======== Material provided

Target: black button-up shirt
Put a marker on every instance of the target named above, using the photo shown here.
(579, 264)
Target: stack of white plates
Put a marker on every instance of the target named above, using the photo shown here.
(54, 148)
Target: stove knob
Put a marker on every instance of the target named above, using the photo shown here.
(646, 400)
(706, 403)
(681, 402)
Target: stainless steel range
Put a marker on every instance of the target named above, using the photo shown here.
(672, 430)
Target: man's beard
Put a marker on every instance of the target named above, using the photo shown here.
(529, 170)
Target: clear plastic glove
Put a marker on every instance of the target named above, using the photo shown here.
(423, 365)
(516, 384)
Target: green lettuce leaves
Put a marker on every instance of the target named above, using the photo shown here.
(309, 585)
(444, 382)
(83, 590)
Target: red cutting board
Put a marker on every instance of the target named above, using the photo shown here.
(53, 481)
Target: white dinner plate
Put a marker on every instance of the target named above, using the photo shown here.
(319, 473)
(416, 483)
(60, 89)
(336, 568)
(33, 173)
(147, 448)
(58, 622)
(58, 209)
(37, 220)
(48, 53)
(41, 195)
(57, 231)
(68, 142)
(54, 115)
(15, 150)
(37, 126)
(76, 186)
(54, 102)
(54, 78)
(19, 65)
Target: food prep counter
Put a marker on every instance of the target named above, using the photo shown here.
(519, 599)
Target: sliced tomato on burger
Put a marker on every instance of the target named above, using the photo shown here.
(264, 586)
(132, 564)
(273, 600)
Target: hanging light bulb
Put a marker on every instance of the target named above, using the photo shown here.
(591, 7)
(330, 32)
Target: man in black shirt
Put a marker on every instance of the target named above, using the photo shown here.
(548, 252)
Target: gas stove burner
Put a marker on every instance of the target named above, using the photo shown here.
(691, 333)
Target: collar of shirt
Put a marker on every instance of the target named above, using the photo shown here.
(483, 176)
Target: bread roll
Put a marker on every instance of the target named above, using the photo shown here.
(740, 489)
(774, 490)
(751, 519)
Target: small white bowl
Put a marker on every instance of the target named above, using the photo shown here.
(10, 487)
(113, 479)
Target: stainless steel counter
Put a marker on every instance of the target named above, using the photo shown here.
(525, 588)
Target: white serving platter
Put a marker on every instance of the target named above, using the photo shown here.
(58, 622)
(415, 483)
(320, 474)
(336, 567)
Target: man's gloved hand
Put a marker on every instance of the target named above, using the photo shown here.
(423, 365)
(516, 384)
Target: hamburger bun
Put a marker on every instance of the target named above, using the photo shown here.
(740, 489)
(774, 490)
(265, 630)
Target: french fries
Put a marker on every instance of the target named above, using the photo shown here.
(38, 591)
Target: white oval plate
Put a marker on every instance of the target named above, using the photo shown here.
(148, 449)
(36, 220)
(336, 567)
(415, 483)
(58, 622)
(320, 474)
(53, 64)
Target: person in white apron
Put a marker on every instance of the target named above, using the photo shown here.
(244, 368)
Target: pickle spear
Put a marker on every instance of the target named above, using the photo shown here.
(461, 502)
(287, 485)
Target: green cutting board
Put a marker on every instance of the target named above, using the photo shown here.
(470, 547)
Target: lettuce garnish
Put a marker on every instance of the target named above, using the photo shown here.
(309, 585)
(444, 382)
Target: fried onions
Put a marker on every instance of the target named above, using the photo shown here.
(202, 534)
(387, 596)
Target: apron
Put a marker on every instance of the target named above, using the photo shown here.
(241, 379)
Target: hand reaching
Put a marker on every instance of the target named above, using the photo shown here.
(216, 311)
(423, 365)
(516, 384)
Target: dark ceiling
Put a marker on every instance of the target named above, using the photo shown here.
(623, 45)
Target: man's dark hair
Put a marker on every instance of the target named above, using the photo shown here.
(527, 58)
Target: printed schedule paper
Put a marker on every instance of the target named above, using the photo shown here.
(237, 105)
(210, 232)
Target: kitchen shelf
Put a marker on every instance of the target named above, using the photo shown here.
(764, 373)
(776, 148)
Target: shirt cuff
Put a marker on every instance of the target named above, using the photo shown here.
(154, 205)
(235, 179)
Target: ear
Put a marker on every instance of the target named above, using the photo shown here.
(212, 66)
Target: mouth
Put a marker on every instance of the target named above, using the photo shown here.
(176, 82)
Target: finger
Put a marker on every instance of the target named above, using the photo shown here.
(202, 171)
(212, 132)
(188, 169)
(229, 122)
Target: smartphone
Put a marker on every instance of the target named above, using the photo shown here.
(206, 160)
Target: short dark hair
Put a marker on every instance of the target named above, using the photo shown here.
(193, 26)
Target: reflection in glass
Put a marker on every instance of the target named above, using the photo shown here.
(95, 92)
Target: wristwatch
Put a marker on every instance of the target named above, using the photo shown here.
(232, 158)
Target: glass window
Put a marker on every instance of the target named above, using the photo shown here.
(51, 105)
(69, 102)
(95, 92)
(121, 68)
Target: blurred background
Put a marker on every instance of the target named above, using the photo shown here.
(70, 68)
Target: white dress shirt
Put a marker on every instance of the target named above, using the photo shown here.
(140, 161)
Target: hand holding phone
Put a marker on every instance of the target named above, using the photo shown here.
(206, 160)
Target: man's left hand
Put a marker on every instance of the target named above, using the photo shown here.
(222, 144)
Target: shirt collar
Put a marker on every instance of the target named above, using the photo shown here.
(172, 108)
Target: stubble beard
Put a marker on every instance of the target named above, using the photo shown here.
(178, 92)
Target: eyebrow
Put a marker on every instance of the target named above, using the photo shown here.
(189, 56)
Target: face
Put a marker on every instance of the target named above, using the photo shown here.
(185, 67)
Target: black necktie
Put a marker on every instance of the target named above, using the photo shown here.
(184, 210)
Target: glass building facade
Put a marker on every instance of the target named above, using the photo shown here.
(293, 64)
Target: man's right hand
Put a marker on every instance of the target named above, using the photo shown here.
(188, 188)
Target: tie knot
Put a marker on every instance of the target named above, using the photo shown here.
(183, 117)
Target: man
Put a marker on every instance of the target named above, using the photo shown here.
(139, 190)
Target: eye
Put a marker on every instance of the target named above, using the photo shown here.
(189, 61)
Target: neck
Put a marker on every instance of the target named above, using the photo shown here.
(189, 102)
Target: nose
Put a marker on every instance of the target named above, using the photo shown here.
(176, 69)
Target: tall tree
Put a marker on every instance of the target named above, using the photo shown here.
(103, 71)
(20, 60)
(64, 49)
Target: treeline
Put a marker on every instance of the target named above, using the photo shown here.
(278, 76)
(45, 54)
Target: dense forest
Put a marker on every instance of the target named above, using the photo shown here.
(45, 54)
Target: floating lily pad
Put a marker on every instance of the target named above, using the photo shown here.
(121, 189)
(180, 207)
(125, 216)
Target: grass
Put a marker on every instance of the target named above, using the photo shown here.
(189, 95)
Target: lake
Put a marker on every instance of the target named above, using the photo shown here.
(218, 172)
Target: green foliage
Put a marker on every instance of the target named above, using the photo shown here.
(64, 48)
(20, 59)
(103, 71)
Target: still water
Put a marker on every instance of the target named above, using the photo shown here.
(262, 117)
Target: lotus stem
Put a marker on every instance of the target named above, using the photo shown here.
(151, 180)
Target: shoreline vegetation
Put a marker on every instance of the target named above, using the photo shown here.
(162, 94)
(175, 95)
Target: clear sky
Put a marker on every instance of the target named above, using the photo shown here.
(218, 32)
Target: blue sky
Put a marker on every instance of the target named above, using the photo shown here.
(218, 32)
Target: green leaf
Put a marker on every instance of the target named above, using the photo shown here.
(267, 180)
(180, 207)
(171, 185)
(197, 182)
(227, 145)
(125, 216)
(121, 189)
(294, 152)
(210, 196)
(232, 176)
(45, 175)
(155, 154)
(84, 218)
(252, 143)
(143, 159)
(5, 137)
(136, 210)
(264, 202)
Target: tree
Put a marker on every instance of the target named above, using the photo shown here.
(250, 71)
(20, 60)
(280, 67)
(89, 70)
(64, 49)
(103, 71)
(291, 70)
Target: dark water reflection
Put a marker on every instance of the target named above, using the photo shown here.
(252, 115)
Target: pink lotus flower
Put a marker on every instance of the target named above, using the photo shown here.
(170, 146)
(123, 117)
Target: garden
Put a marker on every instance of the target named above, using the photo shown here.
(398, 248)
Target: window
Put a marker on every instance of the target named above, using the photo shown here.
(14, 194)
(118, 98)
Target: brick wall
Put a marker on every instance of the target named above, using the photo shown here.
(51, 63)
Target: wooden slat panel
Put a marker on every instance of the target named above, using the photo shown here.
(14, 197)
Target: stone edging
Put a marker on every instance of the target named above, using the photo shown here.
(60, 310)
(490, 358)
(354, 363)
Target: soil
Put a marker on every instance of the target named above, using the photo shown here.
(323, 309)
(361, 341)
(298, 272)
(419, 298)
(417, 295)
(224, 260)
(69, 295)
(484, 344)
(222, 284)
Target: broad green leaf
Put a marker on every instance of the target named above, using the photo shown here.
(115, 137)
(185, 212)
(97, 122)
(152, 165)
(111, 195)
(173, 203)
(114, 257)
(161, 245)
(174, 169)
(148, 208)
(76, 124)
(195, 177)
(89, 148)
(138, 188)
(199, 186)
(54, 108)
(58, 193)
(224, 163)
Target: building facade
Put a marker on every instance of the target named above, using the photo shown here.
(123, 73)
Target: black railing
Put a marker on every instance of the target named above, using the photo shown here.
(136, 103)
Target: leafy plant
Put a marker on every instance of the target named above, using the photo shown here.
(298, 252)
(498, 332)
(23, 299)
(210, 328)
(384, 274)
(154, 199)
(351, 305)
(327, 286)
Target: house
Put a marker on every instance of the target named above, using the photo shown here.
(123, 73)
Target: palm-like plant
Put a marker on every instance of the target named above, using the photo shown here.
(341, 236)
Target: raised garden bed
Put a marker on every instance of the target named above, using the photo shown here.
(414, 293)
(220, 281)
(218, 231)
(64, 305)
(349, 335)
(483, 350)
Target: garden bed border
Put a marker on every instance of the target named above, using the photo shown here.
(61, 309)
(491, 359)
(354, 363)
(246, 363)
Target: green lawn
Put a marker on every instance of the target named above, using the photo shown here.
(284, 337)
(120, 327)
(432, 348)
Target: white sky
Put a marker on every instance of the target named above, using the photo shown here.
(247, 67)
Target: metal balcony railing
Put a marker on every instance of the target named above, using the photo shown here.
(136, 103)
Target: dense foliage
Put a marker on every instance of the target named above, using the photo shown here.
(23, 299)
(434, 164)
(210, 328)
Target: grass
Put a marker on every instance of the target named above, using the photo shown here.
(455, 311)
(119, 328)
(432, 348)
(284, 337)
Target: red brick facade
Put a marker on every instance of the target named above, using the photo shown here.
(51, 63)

================

*Problem statement:* Only one stretch of the entries above is wanted: the lines from the one containing "Target: red cutting board" through the one containing "Target: white serving platter". Please reproduce it exactly.

*Output for this task:*
Target: red cutting board
Put a marker on every instance of the target named above, using the photo shown here.
(53, 481)
Target: white dinner plate
Put a marker on every instance of the target named above, using the photo shown here.
(319, 473)
(416, 483)
(60, 89)
(336, 568)
(33, 173)
(147, 448)
(58, 622)
(58, 209)
(37, 220)
(48, 53)
(41, 195)
(57, 231)
(68, 142)
(54, 115)
(15, 150)
(37, 126)
(76, 186)
(54, 102)
(54, 78)
(19, 65)
Target: food prep counter
Put a marker on every instance of the target named above, using the photo shown here.
(519, 599)
Target: sliced tomato on burger
Put a marker on every instance of the target named above, using the photo shown here.
(264, 586)
(132, 564)
(273, 600)
Target: hanging light bulb
Put a marker on every instance of the target named above, using the photo shown here.
(591, 7)
(330, 32)
Target: man in black shirt
Put a marker on every instance of the target named above, using the photo shown here.
(548, 252)
Target: gas stove burner
Put a marker on every instance of the target named above, using the photo shown here.
(691, 333)
Target: collar of shirt
Put a marker on every instance of the target named above, using the photo shown here.
(483, 176)
Target: bread roll
Put a marker on every instance of the target named above, using the photo shown here.
(740, 489)
(774, 490)
(751, 519)
Target: small white bowl
Put a marker on every instance of the target named above, using the photo shown here.
(10, 487)
(113, 479)
Target: stainless steel counter
Put a marker on every instance of the target named above, using the photo shown here.
(525, 588)
Target: white serving platter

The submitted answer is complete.